CONSIGNE 1: Selon l'article sur Kim Jee Woon, pourquoi le réalisateur a-t-il refait le voyage en France cette année « un peu en star » ?

Kim Jee Woon : « L’utilisation de la lumière doit trahir les émotions des personnages » (A Bittersweet Life)

Le réalisateur coréen Kim Jee Woon a répondu à nos questions à propos de son polar noir culte mettant en vedette l’incontournable Lee Byung Hun.

Deauville, il connaît. Il était déjà venu en 2001 présenter The Foul King, comédie à succès dans laquelle Song Kang Ho, en salarié martyrisé par son patron, se prenait subitement de passion pour le catch. Entre temps et en quelques films, Kim Jee Woon a fait du chemin et sa notoriété le place désormais parmi les réalisateurs les plus en vue de Corée. Il y a le court-métrage qu’il a réalisé pour le projet Trois histoires de l’au-delà, le très beau Deux sœurs, qui lui a valu de nombreux prix (dont le Grand Prix du Festival de Gérardmer 2003), et surtout A Bittersweet Life, polar remarqué qui sortira sur nos écrans le 10 mai prochain. D’une certaine façon, c’est un peu en star que le réalisateur coréen a refait le voyage en France cette année.

ENTRÉES DE LA TÂCHE:
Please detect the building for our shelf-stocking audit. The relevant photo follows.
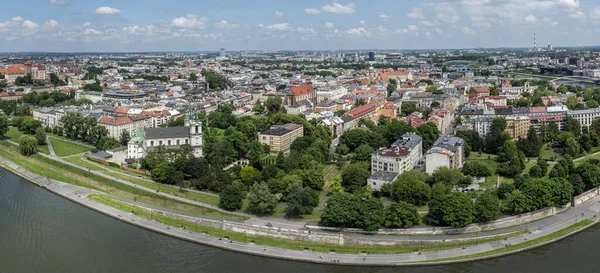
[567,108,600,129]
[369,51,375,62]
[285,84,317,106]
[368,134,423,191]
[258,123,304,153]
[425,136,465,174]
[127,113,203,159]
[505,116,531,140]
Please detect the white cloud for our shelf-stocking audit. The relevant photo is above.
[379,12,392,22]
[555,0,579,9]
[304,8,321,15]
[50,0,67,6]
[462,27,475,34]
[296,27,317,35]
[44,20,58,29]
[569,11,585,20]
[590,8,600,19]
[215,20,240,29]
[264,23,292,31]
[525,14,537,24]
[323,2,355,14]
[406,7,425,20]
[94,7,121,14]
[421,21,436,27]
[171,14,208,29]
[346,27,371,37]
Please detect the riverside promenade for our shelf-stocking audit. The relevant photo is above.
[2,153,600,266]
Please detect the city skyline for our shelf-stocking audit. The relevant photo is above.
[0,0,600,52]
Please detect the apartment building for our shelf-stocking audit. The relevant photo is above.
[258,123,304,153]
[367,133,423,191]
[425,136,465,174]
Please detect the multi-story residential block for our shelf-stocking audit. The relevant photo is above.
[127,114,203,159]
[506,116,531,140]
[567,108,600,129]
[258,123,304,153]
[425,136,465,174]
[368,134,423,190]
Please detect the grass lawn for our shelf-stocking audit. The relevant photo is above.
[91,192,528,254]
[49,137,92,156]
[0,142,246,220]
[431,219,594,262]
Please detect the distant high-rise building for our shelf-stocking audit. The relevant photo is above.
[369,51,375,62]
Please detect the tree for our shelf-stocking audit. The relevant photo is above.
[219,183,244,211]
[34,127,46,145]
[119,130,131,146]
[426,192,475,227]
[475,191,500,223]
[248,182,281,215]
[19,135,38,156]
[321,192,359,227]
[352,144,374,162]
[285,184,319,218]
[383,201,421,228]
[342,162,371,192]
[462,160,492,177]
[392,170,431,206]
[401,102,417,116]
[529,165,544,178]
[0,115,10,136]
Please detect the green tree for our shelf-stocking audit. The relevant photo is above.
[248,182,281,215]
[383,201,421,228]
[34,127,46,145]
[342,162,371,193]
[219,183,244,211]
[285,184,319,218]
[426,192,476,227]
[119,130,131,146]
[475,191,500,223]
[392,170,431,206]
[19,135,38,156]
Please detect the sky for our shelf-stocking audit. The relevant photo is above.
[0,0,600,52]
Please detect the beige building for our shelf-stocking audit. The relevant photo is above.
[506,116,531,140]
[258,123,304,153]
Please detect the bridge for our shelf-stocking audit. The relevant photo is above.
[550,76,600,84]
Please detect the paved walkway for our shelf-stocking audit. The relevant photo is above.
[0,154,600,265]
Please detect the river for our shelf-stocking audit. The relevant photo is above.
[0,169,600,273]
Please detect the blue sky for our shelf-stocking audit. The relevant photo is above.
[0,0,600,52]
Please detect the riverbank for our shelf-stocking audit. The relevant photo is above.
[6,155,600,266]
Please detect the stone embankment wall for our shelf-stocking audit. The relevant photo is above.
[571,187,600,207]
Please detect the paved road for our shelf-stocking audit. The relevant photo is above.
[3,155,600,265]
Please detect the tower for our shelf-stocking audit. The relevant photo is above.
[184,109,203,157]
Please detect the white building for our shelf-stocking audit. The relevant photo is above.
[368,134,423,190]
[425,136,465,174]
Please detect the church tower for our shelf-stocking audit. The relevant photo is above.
--
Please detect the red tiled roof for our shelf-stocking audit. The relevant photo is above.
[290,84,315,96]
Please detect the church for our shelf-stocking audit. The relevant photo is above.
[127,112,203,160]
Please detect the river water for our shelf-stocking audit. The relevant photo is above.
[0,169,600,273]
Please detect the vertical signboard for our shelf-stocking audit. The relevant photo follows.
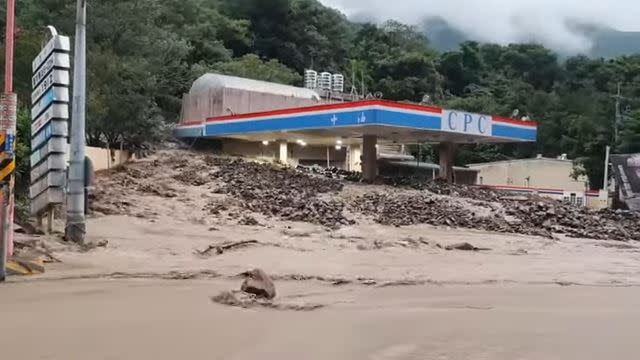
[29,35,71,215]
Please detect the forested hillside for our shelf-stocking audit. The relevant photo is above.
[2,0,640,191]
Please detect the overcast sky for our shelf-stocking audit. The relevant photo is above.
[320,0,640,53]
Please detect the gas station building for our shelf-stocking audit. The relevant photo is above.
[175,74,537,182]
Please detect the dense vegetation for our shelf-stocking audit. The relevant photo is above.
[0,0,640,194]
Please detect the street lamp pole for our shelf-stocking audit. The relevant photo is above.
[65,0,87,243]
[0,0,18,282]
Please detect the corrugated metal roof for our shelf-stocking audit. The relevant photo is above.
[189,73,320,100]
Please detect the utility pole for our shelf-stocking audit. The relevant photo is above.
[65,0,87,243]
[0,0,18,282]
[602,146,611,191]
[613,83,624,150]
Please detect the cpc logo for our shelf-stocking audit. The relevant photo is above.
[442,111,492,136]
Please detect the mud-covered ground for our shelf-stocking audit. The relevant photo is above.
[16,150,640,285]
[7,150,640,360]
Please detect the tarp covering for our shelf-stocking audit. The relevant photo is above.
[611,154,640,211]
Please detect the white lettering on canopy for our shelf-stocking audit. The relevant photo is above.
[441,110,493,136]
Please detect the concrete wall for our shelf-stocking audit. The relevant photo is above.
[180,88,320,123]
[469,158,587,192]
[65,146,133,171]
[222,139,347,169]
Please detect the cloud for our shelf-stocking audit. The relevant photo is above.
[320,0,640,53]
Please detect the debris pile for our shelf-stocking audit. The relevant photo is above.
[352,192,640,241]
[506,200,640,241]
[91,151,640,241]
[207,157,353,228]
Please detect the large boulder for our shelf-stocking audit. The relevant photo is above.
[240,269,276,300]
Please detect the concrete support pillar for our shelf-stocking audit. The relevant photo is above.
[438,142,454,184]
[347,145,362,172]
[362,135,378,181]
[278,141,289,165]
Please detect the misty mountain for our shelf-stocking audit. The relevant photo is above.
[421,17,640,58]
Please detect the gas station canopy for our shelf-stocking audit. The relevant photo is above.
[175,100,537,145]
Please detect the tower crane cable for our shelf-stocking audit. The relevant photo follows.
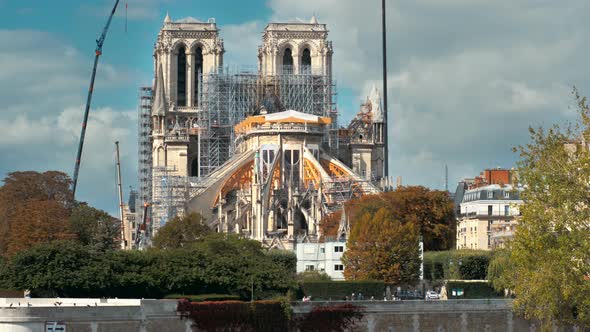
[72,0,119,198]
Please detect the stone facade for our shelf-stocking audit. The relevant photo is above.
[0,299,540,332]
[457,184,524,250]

CONSIGNE 2: Veuillez mettre en liste numérotée les lignes des entrées, depuis la ligne contenant « Please detect the building » jusqu'à celle contenant « [431,219,594,262] », les deux incluses, sans les lignes vides. Laissez les images de côté dans la réponse.

RÉSULTAT FINAL 1: Depuis sa première venue à Deauville en 2001 pour présenter The Foul King, il a fait du chemin en quelques films, et sa notoriété le place désormais parmi les réalisateurs les plus en vue de Corée. Il a notamment réalisé un court-métrage pour le projet Trois histoires de l'au-delà, puis Deux sœurs, qui lui a valu de nombreux prix, et surtout A Bittersweet Life, un polar remarqué.

RÉSULTAT FINAL 2:
1. Please detect the building for our shelf-stocking audit. The relevant photo follows.
2. [567,108,600,129]
3. [369,51,375,62]
4. [285,84,317,106]
5. [368,134,423,191]
6. [258,123,304,153]
7. [425,136,465,174]
8. [127,113,203,159]
9. [505,116,531,140]
10. Please detect the white cloud for our shelf-stocking audit. The relevant photo is above.
11. [379,12,392,22]
12. [555,0,579,9]
13. [304,8,321,15]
14. [50,0,67,6]
15. [462,27,475,34]
16. [296,27,317,35]
17. [44,20,58,29]
18. [569,11,585,20]
19. [590,8,600,19]
20. [215,20,240,29]
21. [264,23,292,31]
22. [525,14,537,24]
23. [323,2,355,14]
24. [406,7,425,20]
25. [94,7,121,14]
26. [421,21,436,27]
27. [171,14,208,29]
28. [346,27,371,37]
29. Please detect the riverside promenade for our shelf-stocking audit. The relevant photo is above.
30. [2,153,600,266]
31. Please detect the city skyline for our shelf-stocking audit. The relevant photo is above.
32. [0,0,600,52]
33. Please detect the apartment building for our shelf-stocking audit. The relevant photo is above.
34. [258,123,304,153]
35. [367,133,423,191]
36. [425,136,465,174]
37. Please detect the multi-story residential block for our shelf-stocking audit. The relevant photo is above.
38. [127,114,203,159]
39. [506,116,531,140]
40. [567,108,600,129]
41. [258,123,304,153]
42. [425,136,465,174]
43. [368,134,423,190]
44. Please detect the grass lawn for our shelf-stocking audit. The relevant photo is above.
45. [91,192,528,254]
46. [49,137,92,156]
47. [0,142,246,220]
48. [431,219,594,262]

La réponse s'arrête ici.